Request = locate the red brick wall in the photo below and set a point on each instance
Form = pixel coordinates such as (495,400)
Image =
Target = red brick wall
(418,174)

* [Your objective]: Convert each of the rows above into a Markdown table with the columns "Number" and "Text". Put each line's sequence number under "Number" and the line itself under "Text", omitting any blank lines.

* [Problem solution]:
| Number | Text |
|---|---|
| 1 | Request = locate the red brick wall in the photo below and set a point on each instance |
| 2 | Form = pixel coordinates such as (495,400) |
| 3 | Image = |
| 4 | Target = red brick wall |
| 5 | (418,174) |